The required result is the exact run of lines beginning at the one containing "of the sandal" and ending at the last line of the entries.

[Recorded data]
_ _ _ _
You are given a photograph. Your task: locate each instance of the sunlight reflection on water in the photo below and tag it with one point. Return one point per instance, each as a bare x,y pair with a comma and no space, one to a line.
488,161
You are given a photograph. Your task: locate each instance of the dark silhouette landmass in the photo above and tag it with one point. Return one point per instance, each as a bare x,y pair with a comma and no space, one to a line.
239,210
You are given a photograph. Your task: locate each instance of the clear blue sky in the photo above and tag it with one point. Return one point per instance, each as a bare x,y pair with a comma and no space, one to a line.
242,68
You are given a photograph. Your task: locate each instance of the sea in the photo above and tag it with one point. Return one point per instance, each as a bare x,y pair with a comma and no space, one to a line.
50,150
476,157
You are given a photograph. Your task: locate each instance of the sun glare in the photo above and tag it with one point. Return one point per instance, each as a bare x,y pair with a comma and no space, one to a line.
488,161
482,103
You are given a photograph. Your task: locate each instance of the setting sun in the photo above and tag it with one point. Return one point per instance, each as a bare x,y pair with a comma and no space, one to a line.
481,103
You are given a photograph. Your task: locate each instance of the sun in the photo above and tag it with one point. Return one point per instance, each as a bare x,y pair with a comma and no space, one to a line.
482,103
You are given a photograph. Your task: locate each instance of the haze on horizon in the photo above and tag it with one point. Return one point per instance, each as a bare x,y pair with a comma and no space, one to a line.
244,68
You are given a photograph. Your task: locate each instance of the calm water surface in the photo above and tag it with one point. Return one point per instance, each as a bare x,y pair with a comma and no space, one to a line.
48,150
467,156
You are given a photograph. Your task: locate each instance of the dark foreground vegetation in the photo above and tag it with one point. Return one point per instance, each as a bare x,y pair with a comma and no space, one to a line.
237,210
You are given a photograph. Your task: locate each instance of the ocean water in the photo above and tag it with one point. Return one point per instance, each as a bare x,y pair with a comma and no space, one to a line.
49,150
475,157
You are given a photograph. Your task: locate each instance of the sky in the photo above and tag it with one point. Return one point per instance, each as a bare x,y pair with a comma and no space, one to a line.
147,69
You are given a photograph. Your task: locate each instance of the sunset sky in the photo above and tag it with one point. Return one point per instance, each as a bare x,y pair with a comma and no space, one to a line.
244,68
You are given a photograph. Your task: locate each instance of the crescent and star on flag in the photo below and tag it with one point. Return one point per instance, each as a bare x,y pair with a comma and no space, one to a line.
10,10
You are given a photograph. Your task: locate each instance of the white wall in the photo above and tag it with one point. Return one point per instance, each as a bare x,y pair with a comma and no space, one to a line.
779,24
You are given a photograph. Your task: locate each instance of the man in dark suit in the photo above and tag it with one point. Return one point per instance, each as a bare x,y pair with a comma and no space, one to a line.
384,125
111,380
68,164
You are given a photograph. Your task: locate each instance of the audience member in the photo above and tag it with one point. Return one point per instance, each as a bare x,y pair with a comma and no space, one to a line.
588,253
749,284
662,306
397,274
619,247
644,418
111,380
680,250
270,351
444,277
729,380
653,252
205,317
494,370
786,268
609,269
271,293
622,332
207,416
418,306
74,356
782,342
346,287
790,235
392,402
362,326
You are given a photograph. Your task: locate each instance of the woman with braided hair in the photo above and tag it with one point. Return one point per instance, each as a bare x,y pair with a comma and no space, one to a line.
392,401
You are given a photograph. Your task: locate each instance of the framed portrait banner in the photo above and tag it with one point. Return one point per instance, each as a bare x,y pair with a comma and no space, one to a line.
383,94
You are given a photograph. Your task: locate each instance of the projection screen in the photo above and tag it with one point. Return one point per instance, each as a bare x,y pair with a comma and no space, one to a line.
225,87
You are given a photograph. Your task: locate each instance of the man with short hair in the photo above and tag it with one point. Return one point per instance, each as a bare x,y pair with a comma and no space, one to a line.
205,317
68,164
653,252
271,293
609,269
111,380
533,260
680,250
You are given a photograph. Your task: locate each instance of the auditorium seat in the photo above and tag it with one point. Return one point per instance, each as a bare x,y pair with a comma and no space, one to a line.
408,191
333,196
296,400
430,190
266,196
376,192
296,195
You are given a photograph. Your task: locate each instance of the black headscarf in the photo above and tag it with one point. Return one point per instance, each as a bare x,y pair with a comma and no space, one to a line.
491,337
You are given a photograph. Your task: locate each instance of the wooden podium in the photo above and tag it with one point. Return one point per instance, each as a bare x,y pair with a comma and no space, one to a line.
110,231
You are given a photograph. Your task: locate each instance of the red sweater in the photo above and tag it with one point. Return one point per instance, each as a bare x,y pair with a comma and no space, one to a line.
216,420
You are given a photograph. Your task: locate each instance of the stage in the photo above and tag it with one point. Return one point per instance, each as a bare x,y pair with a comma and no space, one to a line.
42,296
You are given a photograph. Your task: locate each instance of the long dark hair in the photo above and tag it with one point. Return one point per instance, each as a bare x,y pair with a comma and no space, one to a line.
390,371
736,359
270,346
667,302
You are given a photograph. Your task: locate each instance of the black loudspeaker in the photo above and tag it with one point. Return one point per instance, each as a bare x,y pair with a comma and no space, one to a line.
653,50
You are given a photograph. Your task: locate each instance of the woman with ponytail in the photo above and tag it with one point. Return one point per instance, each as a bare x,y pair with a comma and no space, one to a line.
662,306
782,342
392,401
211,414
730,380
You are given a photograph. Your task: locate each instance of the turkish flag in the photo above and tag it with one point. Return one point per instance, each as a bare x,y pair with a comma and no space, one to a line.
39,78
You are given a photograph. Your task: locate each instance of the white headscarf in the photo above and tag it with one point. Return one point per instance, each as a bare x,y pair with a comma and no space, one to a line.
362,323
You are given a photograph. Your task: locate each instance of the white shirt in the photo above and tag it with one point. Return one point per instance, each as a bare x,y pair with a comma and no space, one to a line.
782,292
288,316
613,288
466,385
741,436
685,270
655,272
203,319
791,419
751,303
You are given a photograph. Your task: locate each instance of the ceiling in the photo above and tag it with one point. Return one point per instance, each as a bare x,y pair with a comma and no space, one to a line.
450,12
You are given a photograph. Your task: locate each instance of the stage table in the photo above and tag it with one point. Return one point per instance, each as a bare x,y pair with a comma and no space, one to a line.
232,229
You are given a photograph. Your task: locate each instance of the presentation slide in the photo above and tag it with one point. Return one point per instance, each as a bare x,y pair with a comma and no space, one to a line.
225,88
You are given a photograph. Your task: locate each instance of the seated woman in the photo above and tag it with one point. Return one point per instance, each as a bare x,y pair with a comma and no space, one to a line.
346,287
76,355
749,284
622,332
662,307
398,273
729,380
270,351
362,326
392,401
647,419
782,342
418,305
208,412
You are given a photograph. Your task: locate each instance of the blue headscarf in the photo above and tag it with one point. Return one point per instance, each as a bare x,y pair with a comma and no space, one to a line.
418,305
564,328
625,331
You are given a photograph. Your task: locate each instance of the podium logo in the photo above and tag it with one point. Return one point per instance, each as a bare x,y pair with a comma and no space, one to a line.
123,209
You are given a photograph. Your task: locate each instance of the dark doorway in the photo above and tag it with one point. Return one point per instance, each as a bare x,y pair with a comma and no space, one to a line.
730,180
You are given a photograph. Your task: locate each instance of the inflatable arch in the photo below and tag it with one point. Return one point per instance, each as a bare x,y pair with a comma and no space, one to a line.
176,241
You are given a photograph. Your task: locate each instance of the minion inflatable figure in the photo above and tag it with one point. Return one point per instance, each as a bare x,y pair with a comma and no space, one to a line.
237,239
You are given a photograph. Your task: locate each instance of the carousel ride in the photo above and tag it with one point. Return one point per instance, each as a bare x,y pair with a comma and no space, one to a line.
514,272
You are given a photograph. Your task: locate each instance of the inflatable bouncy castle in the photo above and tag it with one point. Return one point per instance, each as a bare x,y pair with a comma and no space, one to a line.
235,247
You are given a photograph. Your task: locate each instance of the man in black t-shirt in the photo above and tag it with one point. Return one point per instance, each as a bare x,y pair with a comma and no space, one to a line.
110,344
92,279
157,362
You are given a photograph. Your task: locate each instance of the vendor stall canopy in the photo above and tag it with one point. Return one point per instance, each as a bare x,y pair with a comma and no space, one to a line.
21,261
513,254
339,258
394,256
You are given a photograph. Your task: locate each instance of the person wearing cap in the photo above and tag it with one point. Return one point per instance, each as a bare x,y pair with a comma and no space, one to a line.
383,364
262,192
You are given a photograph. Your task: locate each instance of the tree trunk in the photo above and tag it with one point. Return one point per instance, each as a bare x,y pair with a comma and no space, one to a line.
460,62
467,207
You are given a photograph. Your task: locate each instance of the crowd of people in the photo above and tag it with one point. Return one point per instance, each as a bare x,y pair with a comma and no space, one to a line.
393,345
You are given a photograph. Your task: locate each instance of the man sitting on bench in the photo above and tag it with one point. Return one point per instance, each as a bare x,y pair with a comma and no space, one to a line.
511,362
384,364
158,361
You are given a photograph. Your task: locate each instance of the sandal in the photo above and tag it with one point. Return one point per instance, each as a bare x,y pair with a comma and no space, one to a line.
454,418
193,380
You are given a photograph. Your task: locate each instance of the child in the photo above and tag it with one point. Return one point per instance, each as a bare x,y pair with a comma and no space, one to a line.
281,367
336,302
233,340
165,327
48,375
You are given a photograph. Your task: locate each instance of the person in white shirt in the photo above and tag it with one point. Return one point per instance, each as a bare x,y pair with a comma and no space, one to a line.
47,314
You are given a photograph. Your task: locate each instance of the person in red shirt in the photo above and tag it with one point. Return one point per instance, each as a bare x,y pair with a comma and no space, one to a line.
_ _ _ _
▸ **Task result**
You are given a photograph. Your task: locate each instance of the sandal in the photo above and tag it with one point. Return one point per instance, each as a bare x,y pair with a comma and no space, one to a line.
454,418
193,380
You are given a photograph. Your task: locate each instance of the child in the photo above and tag it with one point. Return one point per instance, each as a bare x,y pair with a comma and no space, one to a line.
281,367
336,302
233,340
165,327
48,375
You are given a photograph. Your task: locate each instance of the person in white shirt in the photo above and tag it with one point. Return one point per instance, each as a bare x,y pair with a comma and no space, one to a line.
47,314
You are given a photograph. Your task: locate each instance of the person in red shirt in the photo above and tag it with one point. Return one point per instance, each as a bare x,y pair with a comma and no space, one to a line.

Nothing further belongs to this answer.